• STORED RECORDS
— START —
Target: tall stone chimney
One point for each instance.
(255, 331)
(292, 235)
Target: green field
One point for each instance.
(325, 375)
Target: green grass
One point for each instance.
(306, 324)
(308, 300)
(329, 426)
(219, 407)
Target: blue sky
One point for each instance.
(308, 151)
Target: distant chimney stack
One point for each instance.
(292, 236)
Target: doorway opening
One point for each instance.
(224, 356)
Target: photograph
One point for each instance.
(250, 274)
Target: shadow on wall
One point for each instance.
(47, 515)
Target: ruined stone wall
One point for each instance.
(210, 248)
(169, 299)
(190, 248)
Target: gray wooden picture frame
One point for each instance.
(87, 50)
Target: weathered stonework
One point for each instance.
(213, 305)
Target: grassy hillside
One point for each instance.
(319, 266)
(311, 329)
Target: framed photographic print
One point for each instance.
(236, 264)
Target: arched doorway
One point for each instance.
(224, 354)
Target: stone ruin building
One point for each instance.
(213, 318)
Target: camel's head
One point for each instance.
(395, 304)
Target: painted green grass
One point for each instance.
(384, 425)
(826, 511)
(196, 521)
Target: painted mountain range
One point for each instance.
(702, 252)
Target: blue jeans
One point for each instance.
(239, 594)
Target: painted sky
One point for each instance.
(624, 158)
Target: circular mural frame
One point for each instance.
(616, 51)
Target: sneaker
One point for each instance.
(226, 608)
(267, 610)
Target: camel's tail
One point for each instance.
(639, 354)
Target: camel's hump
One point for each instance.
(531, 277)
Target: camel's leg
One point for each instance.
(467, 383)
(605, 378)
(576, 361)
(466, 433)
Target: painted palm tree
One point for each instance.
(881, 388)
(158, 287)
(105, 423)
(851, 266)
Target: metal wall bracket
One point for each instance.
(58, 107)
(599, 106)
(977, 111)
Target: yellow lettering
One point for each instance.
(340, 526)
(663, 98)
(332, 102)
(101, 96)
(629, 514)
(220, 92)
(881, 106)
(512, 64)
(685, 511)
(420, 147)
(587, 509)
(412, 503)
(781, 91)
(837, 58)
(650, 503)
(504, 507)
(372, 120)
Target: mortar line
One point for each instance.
— END —
• TO BE DONE
Render every line of the listing above as a numbered list, omitting any blank lines.

• RESPONSE BELOW
1. Target: tall stone chimney
2. One point for each instance.
3. (255, 331)
4. (292, 235)
5. Target: green field
6. One point for each instance.
7. (325, 375)
8. Target: green grass
9. One point for each instance.
10. (306, 324)
11. (308, 300)
12. (329, 426)
13. (219, 407)
14. Target: blue sky
15. One point for each instance.
16. (308, 151)
17. Target: distant chimney stack
18. One point for each instance.
19. (292, 236)
20. Target: doorway opening
21. One point for each instance.
22. (224, 356)
23. Target: photograph
24. One point for each instance.
25. (250, 274)
26. Target: shadow on wall
27. One point for each instance.
28. (47, 515)
29. Target: ruined stone wall
30. One point for each instance.
31. (210, 248)
32. (169, 299)
33. (190, 248)
34. Target: gray wooden picture frame
35. One point for each instance.
36. (87, 50)
37. Target: weathered stonework
38. One point for each instance.
39. (213, 305)
40. Target: grassy hillside
41. One point for each instance.
42. (319, 266)
43. (311, 329)
44. Target: framed photographic print
45. One point for each instance.
46. (236, 264)
47. Target: arched doorway
48. One point for each instance.
49. (224, 354)
50. Target: stone ruin building
51. One point for each instance.
52. (213, 318)
53. Target: camel's head
54. One point for each instance.
55. (395, 304)
56. Target: painted green grass
57. One point for each instance.
58. (384, 425)
59. (826, 511)
60. (196, 521)
61. Target: painted mountain range
62. One point for each instance.
63. (702, 252)
64. Target: blue jeans
65. One point for each instance.
66. (239, 594)
67. Target: painted sky
68. One point for each instance.
69. (624, 158)
70. Target: circular mural frame
71. One point for each instance.
72. (616, 51)
73. Target: sneaker
74. One point for each instance.
75. (226, 608)
76. (267, 610)
77. Target: camel's tail
78. One point for each instance.
79. (639, 354)
80. Target: camel's hump
81. One point for each instance.
82. (531, 277)
83. Target: camel's leg
84. One point for each instance.
85. (467, 383)
86. (605, 378)
87. (576, 361)
88. (466, 433)
89. Target: painted palm tree
90. One point for each instance.
91. (881, 388)
92. (158, 287)
93. (105, 423)
94. (851, 266)
95. Target: metal wall bracket
96. One point for each instance.
97. (58, 107)
98. (599, 106)
99. (977, 111)
100. Target: yellow lettering
101. One point for each instance.
102. (340, 526)
103. (663, 98)
104. (332, 102)
105. (101, 96)
106. (629, 514)
107. (220, 92)
108. (881, 106)
109. (512, 64)
110. (685, 511)
111. (420, 147)
112. (587, 509)
113. (412, 503)
114. (781, 91)
115. (837, 58)
116. (650, 503)
117. (504, 507)
118. (372, 120)
119. Target: mortar line
120. One point for each instance.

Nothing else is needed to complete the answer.